Problem requirements => Can you reproduce the Senate exchange on full employment below, word for word and in full?

Quoted text =>

***

Senator HILL —I address my question to the Leader of the Government in the Senate. I remind the minister that Mr Keating last night had the arrogance to compare his efforts with the Chifley white paper of 50 years ago. Indeed, Mr Keating even went as far as to say that Chifley's document was modest compared with his own statement. I am not sure whether the minister has ever read the Chifley white paper, but if he has he will know that it was entitled Full Employment in Australia, in contrast to Mr Keating's paper, which accepts that there will remain substantial unemployment in this country, perhaps half a million unemployed. I also remind the minister that the Chifley white paper made this statement:

There will be no place in this full employment policy for schemes designed to make work for work's sake.

Why has the Labor Party given up on Chifley's noble goal of achieving full employment?

Senator GARETH EVANS —Before Senator Hill starts to get cheeky about anything in the government's policy, I think it would be useful to remind ourselves about some of the contributions he would have made to the unemployed under his party's Fightback policy. Some $790 million worth of savings, as I recall, were to be achieved at the expense of the unemployed. Fightback would have reduced spending on labour market programs by one-quarter, as I recall. Does he? Under the opposition's Austrain proposal unemployed people would have been paid as little as 70 per cent of the award wage with no obligation to train at all.

Senator Alston —On a point of order, Mr President, Senator Evans knows full well that he is trying to get in as much as he can before you sit him down. That answer is clearly non-responsive, utterly unrelated to the question and you ought to call him to order.

Senator McMullan —If I may respond to the point of order, Mr President: it seems to me quite clear that Senator Hill's question relates to credibility about employment policy and Senator Evans is directly relating his answer to that policy. What those opposite do not like is that Senator Evans is exposing effectively their lack of credibility as well as espousing ours. The question was about credibility on employment policy and that is the matter to which the minister is addressing himself.

***

Data excerpt =>
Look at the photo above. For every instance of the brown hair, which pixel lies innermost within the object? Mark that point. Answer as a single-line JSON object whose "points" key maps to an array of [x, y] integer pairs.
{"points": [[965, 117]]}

***

Exercise answer =>
Senator HILL —I address my question to the Leader of the Government in the Senate. I remind the minister that Mr Keating last night had the arrogance to compare his efforts with the Chifley white paper of 50 years ago. Indeed, Mr Keating even went as far as to say that Chifley's document was modest compared with his own statement. I am not sure whether the minister has ever read the Chifley white paper, but if he has he will know that it was entitled Full Employment in Australia, in contrast to Mr Keating's paper, which accepts that there will remain substantial unemployment in this country, perhaps half a million unemployed. I also remind the minister that the Chifley white paper made this statement:

There will be no place in this full employment policy for schemes designed to make work for work's sake.

Why has the Labor Party given up on Chifley's noble goal of achieving full employment?

Senator GARETH EVANS —Before Senator Hill starts to get cheeky about anything in the government's policy, I think it would be useful to remind ourselves about some of the contributions he would have made to the unemployed under his party's Fightback policy. Some $790 million worth of savings, as I recall, were to be achieved at the expense of the unemployed. Fightback would have reduced spending on labour market programs by one-quarter, as I recall. Does he? Under the opposition's Austrain proposal unemployed people would have been paid as little as 70 per cent of the award wage with no obligation to train at all.

Senator Alston —On a point of order, Mr President, Senator Evans knows full well that he is trying to get in as much as he can before you sit him down. That answer is clearly non-responsive, utterly unrelated to the question and you ought to call him to order.

Senator McMullan —If I may respond to the point of order, Mr President: it seems to me quite clear that Senator Hill's question relates to credibility about employment policy and Senator Evans is directly relating his answer to that policy. What those opposite do not like is that Senator Evans is exposing effectively their lack of credibility as well as espousing ours. The question was about credibility on employment policy and that is the matter to which the minister is addressing himself.